### Actions to take
• A. Answer these questions using the case report:
(i) Which two antimicrobial drugs were added after admission to the Infectious Diseases hospital, and at what doses?
(ii) What did the brain MRI show?
(iii) On which day was the second lumbar puncture performed?
• B. Does the case report support each statement below? Answer yes or no, and quote the words that decide it.
(i) The patient had a fever in the week before admission.
(ii) Intravenous acyclovir was started on the same day as the first CSF analysis.
(iii) The chest X-ray was normal.

### Passage for review
----

A 33-year-old man was referred to the emergency department and admitted (day 1) to a general hospital for acute onset of isolated diplopia six hours prior. Seven days prior to admission, he developed an unspecific syndrome, characterized by mild headache, generalised myalgia, vomiting and nausea without fever. Neurological examination was unremarkable except for vertical and cross diplopia at left eye suggesting an isolated fourth nerve palsy. Ocular examination including visual field and fundoscope assessment were normal and no pathological findings were observed on Brain CT Scan.
Cerebro-spinal fluid (CSF) analysis performed in the same day showed pleocytosis (white blood cells count of 969/mm3 with normal value < 2/mm3, 80% lymphocytes), proteins 188 mg/dl (normal value 8–32 mg/dl) and glucose 51 mg/dl (normal value 40–70 mg/dl), with a blood glucose of 111 mg/dl (normal value 70-110 mmg/dl). Gram stain was negative. The day after, in the suspicion of a viral encephalitis, antiviral therapy with intravenous acyclovir was started at the dose of 10 mg/kg every 8 hours and the patient was referred to our Infectious Diseases hospital.
At admission in our hospital (day 2) his clinical condition was unchanged. We continued antiviral therapy and added anti microbial therapy with ceftriaxone 2 grams twice a day, and ampicillin 2 grams 6 times a day.
Diplopia persisted despite treatment, so on day 4 a second lumbar puncture was performed. The CSF analysis showed 200 WBC/mm3 (normal value < 2/mm3), protein 200 mg/dl (normal value 8–32 mg/dl) and glucose 56 mg/dl (normal value 40–70 mg/dl), with a blood glucose of 94 mg/dl (normal value 70-110 mmg/dl). Routine tests were normal. Magnetic Resonance Imaging (MRI) of the brain showed right sphenoid sinusitis only. Chest X-ray was normal.
The agents most frequently responsible of meningo-encephalitis were investigated: serological tests for VZV, cytomegalovirus, herpes simplex virus 1–2, Epstein Barr virus, measles virus, mumps virus, rubella virus, adenovirus, enterovirus, influenza and parainfluenza virus, reovirus, respiratory syncytial virus, tick-borne encephalitis agents, West Nile virus, Toscana virus were all negative. A PCR performed on pharyngeal and rectal swab resulted negative for enterovirus, adenovirus and respiratory viruses. Additional examinations included serology for Brucella, Listeria, Treponema, Coxiella, Mycoplasma, Chlamydia, Borrelia, Leptospira, Criptococcus antigen, Quantiferon, HIV antigen and antibody test, Legionella and pneumococcal urinary antigen, autoantibodies. All these tests resulted negative.

----

### Stored data
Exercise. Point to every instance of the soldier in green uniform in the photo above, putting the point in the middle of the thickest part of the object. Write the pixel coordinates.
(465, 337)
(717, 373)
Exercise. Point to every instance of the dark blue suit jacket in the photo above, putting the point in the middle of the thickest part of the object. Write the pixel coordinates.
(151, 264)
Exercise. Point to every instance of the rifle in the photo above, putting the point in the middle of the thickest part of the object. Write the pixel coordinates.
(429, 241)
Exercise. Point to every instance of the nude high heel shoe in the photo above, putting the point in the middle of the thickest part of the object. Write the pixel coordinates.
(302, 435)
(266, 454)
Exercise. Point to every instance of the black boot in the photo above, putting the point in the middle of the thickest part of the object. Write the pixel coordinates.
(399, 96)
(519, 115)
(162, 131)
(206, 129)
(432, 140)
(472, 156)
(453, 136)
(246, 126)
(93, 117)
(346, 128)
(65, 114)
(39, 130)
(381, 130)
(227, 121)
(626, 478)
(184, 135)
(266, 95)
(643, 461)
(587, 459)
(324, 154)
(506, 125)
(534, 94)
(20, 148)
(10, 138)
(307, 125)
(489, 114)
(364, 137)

----

### Response list
• A.
(i) Ceftriaxone 2 grams twice a day and ampicillin 2 grams 6 times a day.
(ii) Right sphenoid sinusitis only.
(iii) Day 4.

• B.
(i) No: "mild headache, generalised myalgia, vomiting and nausea without fever"
(ii) No: "The day after, in the suspicion of a viral encephalitis, antiviral therapy with intravenous acyclovir was started"
(iii) Yes: "Chest X-ray was normal."